▶ _SOURCE DATA_
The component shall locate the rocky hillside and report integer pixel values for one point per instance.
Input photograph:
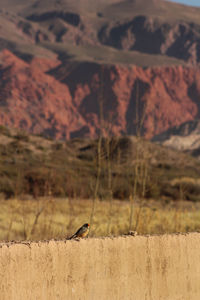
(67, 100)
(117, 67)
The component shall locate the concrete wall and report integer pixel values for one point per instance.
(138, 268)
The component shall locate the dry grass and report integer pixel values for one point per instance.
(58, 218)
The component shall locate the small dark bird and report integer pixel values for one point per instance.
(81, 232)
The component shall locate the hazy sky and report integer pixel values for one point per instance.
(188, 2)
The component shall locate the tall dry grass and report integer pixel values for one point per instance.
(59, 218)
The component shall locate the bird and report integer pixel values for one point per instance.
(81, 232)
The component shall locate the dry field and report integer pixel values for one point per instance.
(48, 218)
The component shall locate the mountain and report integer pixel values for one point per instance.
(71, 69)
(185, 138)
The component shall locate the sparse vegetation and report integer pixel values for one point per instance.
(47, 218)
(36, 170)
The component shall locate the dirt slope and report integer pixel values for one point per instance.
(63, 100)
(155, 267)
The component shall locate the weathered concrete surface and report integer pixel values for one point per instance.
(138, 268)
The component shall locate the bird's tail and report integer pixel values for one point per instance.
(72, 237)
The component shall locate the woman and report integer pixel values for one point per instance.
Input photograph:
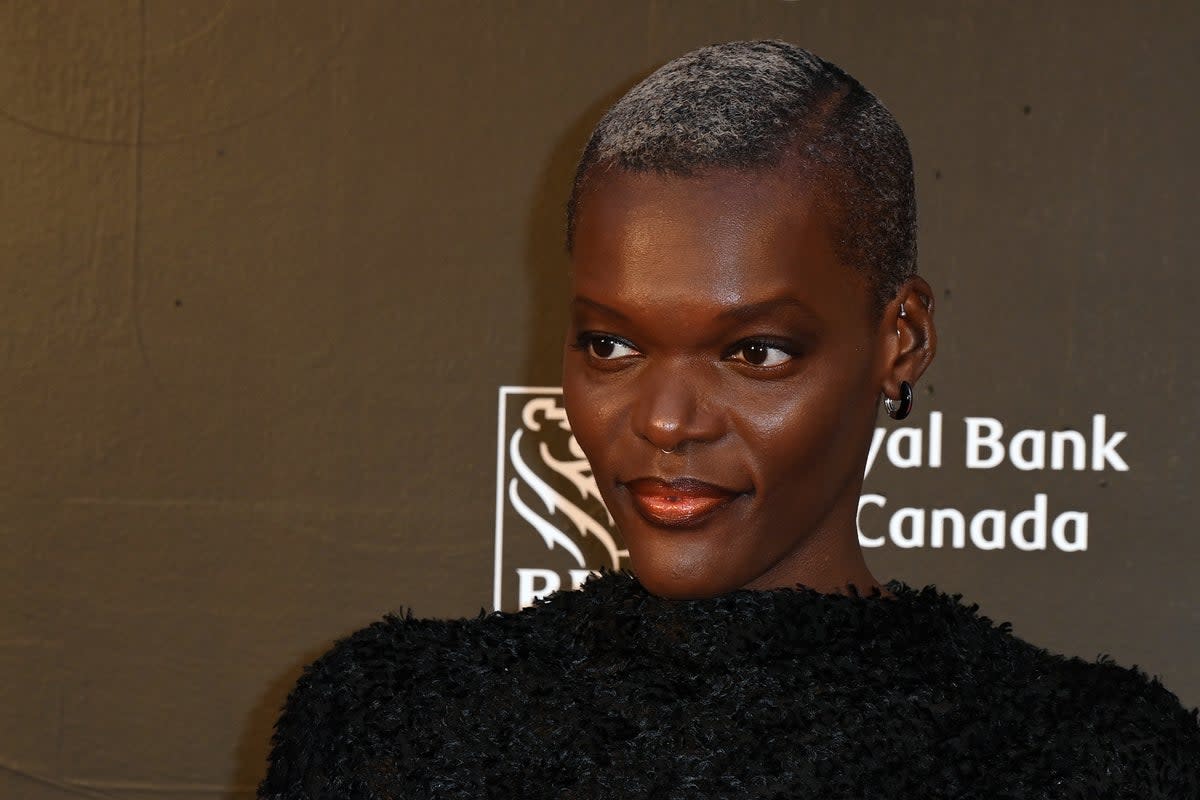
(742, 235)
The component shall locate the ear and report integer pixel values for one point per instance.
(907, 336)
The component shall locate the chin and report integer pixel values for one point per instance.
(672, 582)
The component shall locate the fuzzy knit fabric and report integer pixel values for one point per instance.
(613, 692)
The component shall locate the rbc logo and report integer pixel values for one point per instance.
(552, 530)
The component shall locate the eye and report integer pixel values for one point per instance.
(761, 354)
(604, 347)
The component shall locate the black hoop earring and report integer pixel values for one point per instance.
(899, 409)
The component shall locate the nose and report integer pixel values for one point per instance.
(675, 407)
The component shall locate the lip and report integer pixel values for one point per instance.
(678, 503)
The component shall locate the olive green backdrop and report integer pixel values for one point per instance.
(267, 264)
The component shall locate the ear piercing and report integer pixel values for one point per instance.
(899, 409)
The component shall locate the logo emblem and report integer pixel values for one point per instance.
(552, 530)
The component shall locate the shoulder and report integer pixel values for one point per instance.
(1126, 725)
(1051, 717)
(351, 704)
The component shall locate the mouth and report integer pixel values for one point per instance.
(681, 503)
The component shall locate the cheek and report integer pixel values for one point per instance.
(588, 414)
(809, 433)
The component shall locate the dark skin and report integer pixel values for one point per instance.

▶ _EXERCISE GOAL_
What you give back must match the material above exactly, minus its pictures.

▶ _OUTPUT_
The component shall locate the rocky hillside and report integer pixel values for one point per instance.
Input photograph:
(67, 100)
(117, 67)
The component shall locate the concrete wall and report integer pixel values for one point per instance.
(138, 268)
The component shall locate the dry grass and report integer pixel values for one point per instance.
(58, 218)
The component shall locate the small dark bird and report integer pixel values for one point per instance.
(81, 232)
The component shall locate the hazy sky and report integer pixel values for one point per instance.
(188, 2)
The component shall locate the tall dry grass and report integer pixel values for one point per instance.
(59, 218)
The component shall locate the bird and report integer pixel values for one point per instance.
(81, 232)
The component shall locate the dry field and report integer pixel values for one point per instance.
(48, 218)
The component shall locate the mountain and report integer pixel values for one point per instance.
(71, 69)
(185, 138)
The component shall locate the sparse vegetation and report integer pixel values for one point per instance.
(47, 218)
(36, 170)
The component shall locate the dirt slope and report integer pixel values for one point per instance.
(63, 100)
(155, 267)
The component shall locate the weathered concrete surface and report integer pixel values for one point per instance.
(138, 268)
The component shall locate the bird's tail and report integer pixel values for one point per instance.
(72, 237)
The component shall locate the woman and report integer pixel values for one point per instance.
Input photograph:
(742, 235)
The component shall locate the ear and report integer pixel values for one point per instance.
(907, 336)
The component shall locate the chin and report integer pixel values for one point per instance.
(672, 582)
The component shall locate the fuzzy knit fabric and report integer pixel values for one point per instance.
(613, 692)
The component shall locate the rbc logo and report integer pixel values for one point per instance.
(552, 530)
The component shall locate the eye and report integer pixel values for one point per instance.
(761, 354)
(604, 347)
The component shall locate the black hoop earring and report integer pixel values for one point per instance.
(899, 409)
The component shall locate the nose and report integer pixel values for one point per instance.
(675, 407)
The component shall locate the lip and report integer pixel values for one point per instance.
(678, 503)
The component shall locate the olive green backdrop and report integer pixel values for one point per instance.
(267, 264)
The component shall locate the ear piercing and report integer pixel values for one point per instance.
(899, 409)
The component shall locate the logo emblem and report integer pixel values for one point per instance.
(552, 530)
The component shall locate the shoulder and report integer pixel values for one point per instance.
(1126, 725)
(1051, 717)
(351, 704)
The component shall locate the mouth and report integer pixel values for one point per instance.
(681, 503)
The component shall locate the cheek and report integer pixel values for one point per instance.
(588, 414)
(809, 433)
The component shall locate the dark skin and report integer pixel values for one point per instance.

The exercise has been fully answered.